▶ **Given text**

>>>>

Baptism is a ceremony in which a person is dipped under water to demonstrate his or her faith in Jesus Christ. Baptism before witnesses is a public confession of one’s personal commitment—an outward, physical sign of an inward, spiritual work.
There are two good reasons to be baptized: (1) Baptism is one tangible way to obey the Lord, who said that new believers should be baptized as a first step in their discipleship; (2) Like “showand-tell,” baptism lets others know about the new life we have in Christ. It’s the perfect time to invite others to witness your commitment.
Everyone who believes in the Lord Jesus Christ, who has asked for forgiveness of sins, and who has made a commitment to follow the Lord should be baptized. (Note: We dedicate babies to the Lord but do not baptize them since they do not yet have the capacity to repent from sin or make a decision to follow Christ. One should be able to understand both sin and forgiveness—as well as Jesus’ sacrifice on the cross—before being baptized.)
The original New Testament word baptize literally meant “to immerse, to dip, to cleanse.” This is why we baptize by immersion—by dipping the person completely under the water. In this way, baptism signifies the burial of our old, sinful nature (going under) and our resurrection to a new life in Christ (coming up). Baptism identifies us with Christ’s death and resurrection. It is a symbolic picture of a spiritual reality—we have died with Christ and are now raised to new life in him.
Some emphasize the choice of specific words for the baptism ceremony, but we see the spiritual significance of baptism as being more important than any verbal formula. Typically, we simply use the words Jesus gave: “in the name of the Father and of the Son and of the Holy Spirit.”
When a person first recognizes the need to surrender to the Lord, he or she should follow the Lord’s instruction to be baptized. Baptism should be an early step of obedience for new believers. It is a mistake to think of baptism as a sign of Christian maturity. Rather, it indicates a change—a new direction for those who want to go God’s way instead of their own way.
We admire those with the conviction to have their babies baptized, but we believe the Bible calls for something more. Baptism can be an early step in a person’s journey of faith, after repentance from sin and receiving God’s free gift of salvation. Those who confess their sins, receive Christ’s work on the cross for their salvation, and turn away from their previous life are ready to be baptized. This personal decision goes beyond relying on a parent’s faith.

<<<<

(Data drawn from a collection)
>>>>

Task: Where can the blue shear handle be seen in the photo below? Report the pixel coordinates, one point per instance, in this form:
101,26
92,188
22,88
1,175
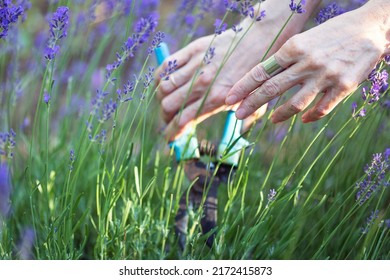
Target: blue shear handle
231,144
186,146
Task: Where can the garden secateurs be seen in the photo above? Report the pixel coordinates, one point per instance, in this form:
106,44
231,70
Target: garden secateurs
203,192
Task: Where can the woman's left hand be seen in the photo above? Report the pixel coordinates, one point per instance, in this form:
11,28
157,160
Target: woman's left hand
331,59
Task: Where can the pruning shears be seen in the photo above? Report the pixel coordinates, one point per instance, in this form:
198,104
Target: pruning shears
188,151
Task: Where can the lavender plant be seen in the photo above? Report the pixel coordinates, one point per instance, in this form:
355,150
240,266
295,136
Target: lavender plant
85,172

<<<<

▶ **Request 1**
In the text on baptism, what did the original New Testament word "baptize" literally mean?
▶ **Request 2**
Continue the text on baptism from the end of its last paragraph.
The data above is separate material that has no connection to the text on baptism.

▶ **Output 1**
It meant "to immerse, to dip, to cleanse."

▶ **Output 2**
Since we are saved by grace through faith alone, a person’s salvation does not depend on baptism. But baptism identifies us with Christ—as though clothed in a new uniform. A person’s spiritual growth and development can be hindered if he or she avoids this step of obedience. In addition, baptism can have a positive impact on others: your baptism encourages believers as you join them in following Jesus; it also challenges unbelievers to consider the claims of Christ.
You will receive detailed instructions about the procedures for the baptism service, which may vary from time to time. Feel free to ask the one doing the baptizing any specific questions you may have. You may want to ask the person who led you to the Lord or the one who has had significant impact on your spiritual life to baptize you.
As part of your testimony, be prepared to answer questions such as: How did you decide to commit your life to Christ? How has the Lord worked in your life? What does being baptized mean to you? You will be asked to fill out a card recording your personal information prior to baptism, which will be used to provide you with a certificate of baptism.
Wear a shirt or blouse (heavy or dark enough so it will not become see-through when wet) over a swimming suit. Also bring an extra change of clothes and a towel.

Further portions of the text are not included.